_Text section:_
Going into the final stretch before Election Day Tuesday, Ron Todd, the Republican candidate for insurance commissioner, continues to emphasize the experience he has gained during 34 years with the Kansas Department of Insurance.
Todd, who is from Lawrence, currently is assistant insurance commissioner under Fletcher Bell.
He said over the last 10 years, the insurance commissioner's office has been able to return $5 million a year to Kansans as the result of investigating questions raised about insurance claims.
"Another thing we point to with pride is that Kansas is the 46th lowest state in the United States on average auto insurance premiums. Regardless of how high we think rates are, there are a lot of places that are worse," he said.
"The issue is who is most qualified to do the job, which is to enforce the laws of the state. I'm very proud of the record our department has."
INTERVIEWED Wednesday, Todd, 58, also said he has had to continue fending off criticism from his Democratic opponent, State Sen. Paul Feleciano, Wichita, about Todd's decision to retire in 1988, begin collecting a state pension, and then be rehired for his previous position.
Feleciano questioned Todd's integrity after Todd took advantage of a law that allowed him to begin collecting an $18,000-a-year state pension and be rehired as assistant insurance commissioner and collect an annual salary of $51,480.
Concerning the pension, Todd says it isn't costing taxpayers any money and Feleciano is "misrepresenting the facts.
"I retired after (over) 40 years in the retirement system, seven years with the city of Lawrence and 34 with the state," he said. "It was like any other retirement program. The money was paid into a trust fund."

_Instructions:_
1: According to the article on Ron Todd's race for insurance commissioner, how many years did Todd work for the city of Lawrence?
2: Carry the article on Ron Todd's race for insurance commissioner forward from its last sentence.

_Data for analysis:_
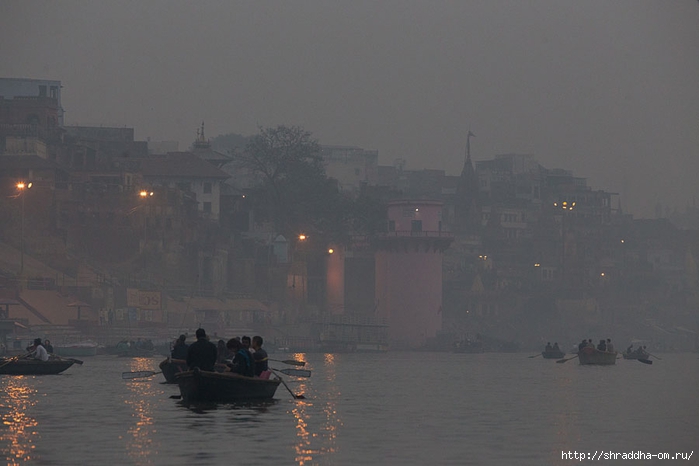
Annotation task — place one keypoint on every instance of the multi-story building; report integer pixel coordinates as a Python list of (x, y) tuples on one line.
[(351, 166), (24, 87)]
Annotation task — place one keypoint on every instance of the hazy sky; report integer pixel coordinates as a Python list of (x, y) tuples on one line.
[(606, 88)]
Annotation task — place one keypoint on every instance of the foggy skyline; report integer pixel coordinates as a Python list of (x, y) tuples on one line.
[(607, 89)]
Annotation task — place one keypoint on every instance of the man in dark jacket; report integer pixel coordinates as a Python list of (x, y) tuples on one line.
[(181, 348), (201, 353)]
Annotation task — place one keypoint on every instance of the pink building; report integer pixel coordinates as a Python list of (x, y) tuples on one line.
[(409, 272)]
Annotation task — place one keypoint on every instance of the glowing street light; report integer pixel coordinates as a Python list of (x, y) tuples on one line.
[(145, 194), (22, 187)]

_Responses for each task:_
1: Seven years.

2:
TODD WOULD not comment on recent reports that Feleciano has been sued several times for not paying bills, that his wages as a senator had been garnished and that the Internal Revenue Service had filed liens against his property.
"I don't have any particular comment on it, except that he's always portraying me as not having integrity," Todd said.
He also had little to say about a recent attack on the insurance commissioner's office by a number of former employes, who said the relationship between the office and insurance company officials was too cozy.
Todd said that the former employees who made the charge left the department six or seven years ago and have an ax to grind.
Todd acknowledged that he has accepted campaign money from individuals connected in some way with the insurance industry. But he said these people are contributing "because they want a commissioner that's fair and consistent."
TODD SAID that lower medical malpractice rates announced this year by retiring Insurance Commissioner Fletcher Bell were the result of a tort reform bill passed by the Legislature that puts a $250,000 cap on payments for pain and suffering.
Todd said he testified before the Legislature in favor of tort reform and criticized Feleciano for what he said was "resistance" to tort reform on medical malpractice.